───── MATERIAL FOR THIS TASK ─────
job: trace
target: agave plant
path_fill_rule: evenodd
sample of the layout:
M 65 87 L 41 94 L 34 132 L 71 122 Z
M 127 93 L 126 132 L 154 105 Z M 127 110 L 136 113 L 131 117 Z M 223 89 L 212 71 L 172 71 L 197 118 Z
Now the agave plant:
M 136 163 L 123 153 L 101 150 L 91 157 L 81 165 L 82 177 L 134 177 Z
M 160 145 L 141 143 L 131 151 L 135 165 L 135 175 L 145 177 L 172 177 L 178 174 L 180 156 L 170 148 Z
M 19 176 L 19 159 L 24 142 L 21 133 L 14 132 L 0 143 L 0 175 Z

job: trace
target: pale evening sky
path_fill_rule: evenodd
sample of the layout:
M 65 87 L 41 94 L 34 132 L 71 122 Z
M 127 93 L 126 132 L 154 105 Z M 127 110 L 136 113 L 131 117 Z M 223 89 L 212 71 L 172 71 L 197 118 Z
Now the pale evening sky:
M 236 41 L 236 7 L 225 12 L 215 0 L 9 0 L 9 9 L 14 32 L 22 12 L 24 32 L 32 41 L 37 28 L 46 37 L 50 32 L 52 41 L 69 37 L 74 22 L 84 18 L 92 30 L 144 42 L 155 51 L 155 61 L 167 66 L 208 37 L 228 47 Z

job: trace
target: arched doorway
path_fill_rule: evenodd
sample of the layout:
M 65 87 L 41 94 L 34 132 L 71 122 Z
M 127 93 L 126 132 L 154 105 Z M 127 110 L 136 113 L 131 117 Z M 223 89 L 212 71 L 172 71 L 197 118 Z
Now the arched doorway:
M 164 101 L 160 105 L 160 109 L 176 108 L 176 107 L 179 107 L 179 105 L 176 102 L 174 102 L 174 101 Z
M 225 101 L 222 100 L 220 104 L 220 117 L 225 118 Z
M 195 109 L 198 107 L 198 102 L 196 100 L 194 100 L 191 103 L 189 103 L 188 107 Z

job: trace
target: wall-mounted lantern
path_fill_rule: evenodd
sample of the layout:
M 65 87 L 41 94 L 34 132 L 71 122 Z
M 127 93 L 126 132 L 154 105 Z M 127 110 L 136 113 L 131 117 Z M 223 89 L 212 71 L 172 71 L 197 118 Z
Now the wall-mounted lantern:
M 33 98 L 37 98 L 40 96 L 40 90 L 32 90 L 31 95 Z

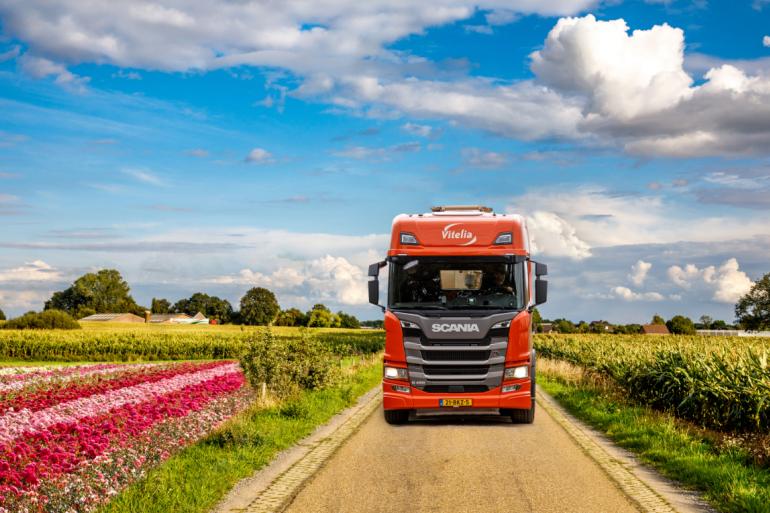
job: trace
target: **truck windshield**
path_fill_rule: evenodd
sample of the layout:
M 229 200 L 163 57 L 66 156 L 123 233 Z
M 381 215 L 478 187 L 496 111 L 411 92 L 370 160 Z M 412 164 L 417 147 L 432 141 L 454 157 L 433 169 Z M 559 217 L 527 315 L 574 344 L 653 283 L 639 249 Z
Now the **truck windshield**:
M 527 303 L 524 268 L 524 262 L 502 258 L 402 258 L 391 262 L 388 304 L 416 310 L 521 310 Z

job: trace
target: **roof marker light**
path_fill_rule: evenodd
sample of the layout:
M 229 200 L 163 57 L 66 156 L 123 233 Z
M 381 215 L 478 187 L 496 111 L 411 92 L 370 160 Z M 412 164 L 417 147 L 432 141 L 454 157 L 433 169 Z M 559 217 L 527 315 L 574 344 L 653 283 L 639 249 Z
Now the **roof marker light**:
M 415 237 L 414 234 L 401 232 L 401 244 L 417 245 L 419 242 L 417 242 L 417 237 Z
M 495 239 L 495 244 L 513 244 L 513 234 L 511 232 L 501 233 Z

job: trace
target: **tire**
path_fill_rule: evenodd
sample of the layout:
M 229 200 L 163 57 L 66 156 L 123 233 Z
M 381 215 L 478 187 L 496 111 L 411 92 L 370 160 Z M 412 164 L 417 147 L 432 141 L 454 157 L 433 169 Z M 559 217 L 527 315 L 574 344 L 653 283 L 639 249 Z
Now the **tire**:
M 406 424 L 409 420 L 409 410 L 383 410 L 385 412 L 385 422 L 397 426 Z
M 529 410 L 501 410 L 500 413 L 511 417 L 514 424 L 532 424 L 535 421 L 535 400 Z

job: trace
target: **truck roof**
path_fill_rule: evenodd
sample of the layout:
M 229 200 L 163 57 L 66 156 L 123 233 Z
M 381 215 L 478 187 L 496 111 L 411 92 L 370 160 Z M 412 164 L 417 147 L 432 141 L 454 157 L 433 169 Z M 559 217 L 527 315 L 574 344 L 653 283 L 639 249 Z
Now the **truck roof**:
M 510 242 L 506 242 L 504 234 L 511 235 Z M 527 223 L 520 215 L 497 214 L 476 205 L 433 207 L 425 214 L 400 214 L 393 219 L 388 255 L 404 254 L 529 255 Z

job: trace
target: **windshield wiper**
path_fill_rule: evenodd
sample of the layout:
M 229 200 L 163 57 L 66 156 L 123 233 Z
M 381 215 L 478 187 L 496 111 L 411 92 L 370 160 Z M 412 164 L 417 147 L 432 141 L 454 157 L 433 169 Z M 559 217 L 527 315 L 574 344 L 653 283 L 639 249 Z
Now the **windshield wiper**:
M 447 310 L 448 309 L 446 306 L 441 306 L 441 305 L 417 305 L 417 306 L 394 305 L 393 308 L 409 308 L 412 310 Z

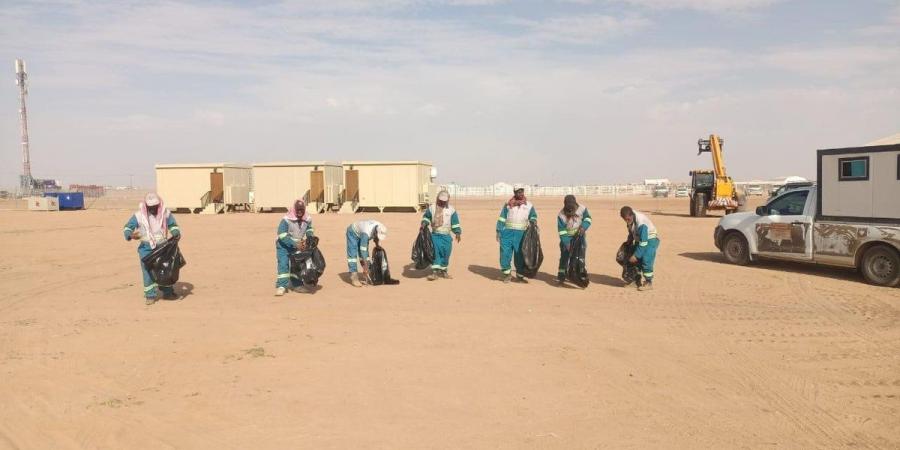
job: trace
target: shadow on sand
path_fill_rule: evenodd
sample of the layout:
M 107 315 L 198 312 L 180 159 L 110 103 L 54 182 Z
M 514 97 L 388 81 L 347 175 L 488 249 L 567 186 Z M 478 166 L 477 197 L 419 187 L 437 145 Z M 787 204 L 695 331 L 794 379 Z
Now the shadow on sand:
M 413 263 L 409 263 L 403 266 L 403 278 L 425 278 L 431 274 L 431 269 L 416 269 L 416 265 Z
M 719 264 L 729 264 L 719 252 L 685 252 L 679 253 L 678 256 L 684 256 L 695 261 L 714 262 Z M 840 267 L 829 267 L 815 264 L 806 264 L 802 262 L 778 261 L 774 259 L 760 259 L 750 263 L 750 267 L 775 270 L 778 272 L 799 273 L 804 275 L 817 275 L 836 280 L 855 281 L 857 283 L 865 283 L 863 278 L 853 269 L 843 269 Z

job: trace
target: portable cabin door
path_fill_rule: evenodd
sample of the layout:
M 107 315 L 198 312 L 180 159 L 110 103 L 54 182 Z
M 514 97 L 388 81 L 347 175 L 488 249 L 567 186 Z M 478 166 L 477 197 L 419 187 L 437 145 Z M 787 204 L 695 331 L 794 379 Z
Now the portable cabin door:
M 321 170 L 309 172 L 309 202 L 325 202 L 325 172 Z
M 209 199 L 211 202 L 225 202 L 225 174 L 218 170 L 209 174 L 209 192 Z
M 345 183 L 345 202 L 359 202 L 359 171 L 358 170 L 346 170 L 344 171 L 344 176 L 347 177 L 347 182 Z

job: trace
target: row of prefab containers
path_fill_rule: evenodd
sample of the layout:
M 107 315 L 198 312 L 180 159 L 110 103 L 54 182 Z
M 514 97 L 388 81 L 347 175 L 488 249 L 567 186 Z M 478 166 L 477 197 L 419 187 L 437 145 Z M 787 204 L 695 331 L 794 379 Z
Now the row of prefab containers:
M 170 210 L 284 209 L 297 198 L 311 212 L 418 210 L 435 195 L 433 165 L 424 161 L 160 164 L 156 189 Z

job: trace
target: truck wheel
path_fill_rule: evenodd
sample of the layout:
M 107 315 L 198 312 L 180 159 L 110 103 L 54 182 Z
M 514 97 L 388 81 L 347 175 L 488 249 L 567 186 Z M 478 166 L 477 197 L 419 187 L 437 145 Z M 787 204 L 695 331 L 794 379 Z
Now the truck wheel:
M 750 264 L 750 246 L 740 233 L 730 233 L 722 240 L 722 255 L 732 264 Z
M 697 210 L 694 209 L 694 197 L 691 197 L 691 206 L 690 206 L 691 217 L 697 217 Z
M 694 217 L 706 217 L 706 194 L 694 195 Z
M 900 255 L 897 251 L 878 245 L 866 250 L 859 264 L 863 278 L 878 286 L 900 285 Z

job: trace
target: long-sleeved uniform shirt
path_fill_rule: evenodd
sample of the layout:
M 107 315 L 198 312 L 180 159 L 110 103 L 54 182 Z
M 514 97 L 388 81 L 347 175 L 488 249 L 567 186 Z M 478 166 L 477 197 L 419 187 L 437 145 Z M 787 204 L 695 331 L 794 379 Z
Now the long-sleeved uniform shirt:
M 297 219 L 296 222 L 281 219 L 281 222 L 278 223 L 278 242 L 287 248 L 297 248 L 304 237 L 313 234 L 312 219 Z
M 525 202 L 522 206 L 510 208 L 509 204 L 504 204 L 500 210 L 500 217 L 497 218 L 497 232 L 503 230 L 524 230 L 528 226 L 528 222 L 537 221 L 537 211 L 531 202 Z
M 591 213 L 584 206 L 579 206 L 572 218 L 566 217 L 564 211 L 560 211 L 556 216 L 556 229 L 559 231 L 560 238 L 575 236 L 579 228 L 587 230 L 591 227 Z
M 637 243 L 634 251 L 634 257 L 640 259 L 644 256 L 647 246 L 650 245 L 651 239 L 658 239 L 656 226 L 645 214 L 634 212 L 634 225 L 631 229 L 631 237 Z
M 425 210 L 425 214 L 422 215 L 422 223 L 425 225 L 431 225 L 432 220 L 434 220 L 434 205 L 428 207 Z M 456 209 L 452 206 L 447 206 L 444 208 L 444 223 L 441 224 L 440 227 L 432 227 L 432 233 L 435 234 L 462 234 L 462 227 L 459 225 L 459 214 L 456 213 Z
M 178 227 L 178 222 L 175 221 L 175 216 L 170 213 L 168 210 L 163 212 L 166 214 L 166 228 L 169 230 L 169 233 L 172 234 L 173 237 L 181 236 L 181 228 Z M 137 213 L 132 214 L 131 218 L 128 219 L 128 222 L 125 223 L 125 228 L 122 232 L 125 234 L 125 240 L 131 240 L 131 233 L 134 230 L 138 230 L 141 233 L 141 245 L 150 246 L 150 230 L 145 230 L 144 227 L 141 226 L 141 223 L 138 221 Z M 160 236 L 158 236 L 160 237 Z M 166 238 L 166 236 L 161 236 L 162 240 Z M 161 240 L 157 241 L 157 244 L 162 243 Z
M 350 225 L 350 228 L 359 236 L 359 258 L 361 260 L 366 260 L 369 258 L 369 240 L 372 239 L 372 234 L 375 232 L 375 228 L 380 228 L 384 230 L 384 225 L 377 220 L 360 220 L 359 222 L 355 222 Z

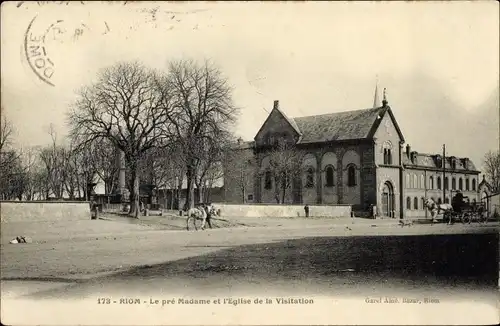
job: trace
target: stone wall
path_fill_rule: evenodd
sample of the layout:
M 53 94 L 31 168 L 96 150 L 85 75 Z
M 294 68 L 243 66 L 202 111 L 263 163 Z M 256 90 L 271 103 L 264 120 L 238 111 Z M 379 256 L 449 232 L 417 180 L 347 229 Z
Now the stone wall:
─────
## THE TASK
Return only the stretch above from the line containing "target: arched doorway" through the line containing "target: **truck windshield**", word for word and without pictures.

## EXERCISE RESPONSE
target: arched doorway
path_fill_rule: evenodd
sample of the layout:
M 65 87 L 41 94 L 34 132 L 71 122 Z
M 127 93 L 126 132 L 154 105 Z M 127 110 L 136 113 L 131 117 Z M 223 89 L 212 71 L 172 71 L 197 118 Z
Now the arched doorway:
M 164 101 L 160 105 L 160 109 L 176 108 L 176 107 L 179 107 L 179 105 L 176 102 L 174 102 L 174 101 Z
M 225 101 L 222 100 L 220 104 L 220 117 L 225 118 Z
M 195 109 L 198 107 L 198 102 L 196 100 L 194 100 L 191 103 L 189 103 L 188 107 Z

job: trace
target: wall-mounted lantern
path_fill_rule: evenodd
sample of the layout:
M 65 87 L 41 94 L 34 132 L 71 122 Z
M 127 93 L 126 132 L 154 105 Z M 127 110 L 136 113 L 131 117 Z M 223 89 L 212 71 L 172 71 L 197 118 Z
Now the wall-mounted lantern:
M 33 98 L 37 98 L 40 96 L 40 90 L 32 90 L 31 95 Z

job: trace
target: **truck windshield**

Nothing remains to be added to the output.